• _Goal of the exercise_
Among the entries, which lines carry the string "building"? Copy every one.

Dataset entries:

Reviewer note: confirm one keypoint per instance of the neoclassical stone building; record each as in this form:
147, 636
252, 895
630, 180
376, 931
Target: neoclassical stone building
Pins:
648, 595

• _Response below_
Reviewer note: confirm one keypoint per instance of the neoclassical stone building; record each as in this form:
Target: neoclassical stone building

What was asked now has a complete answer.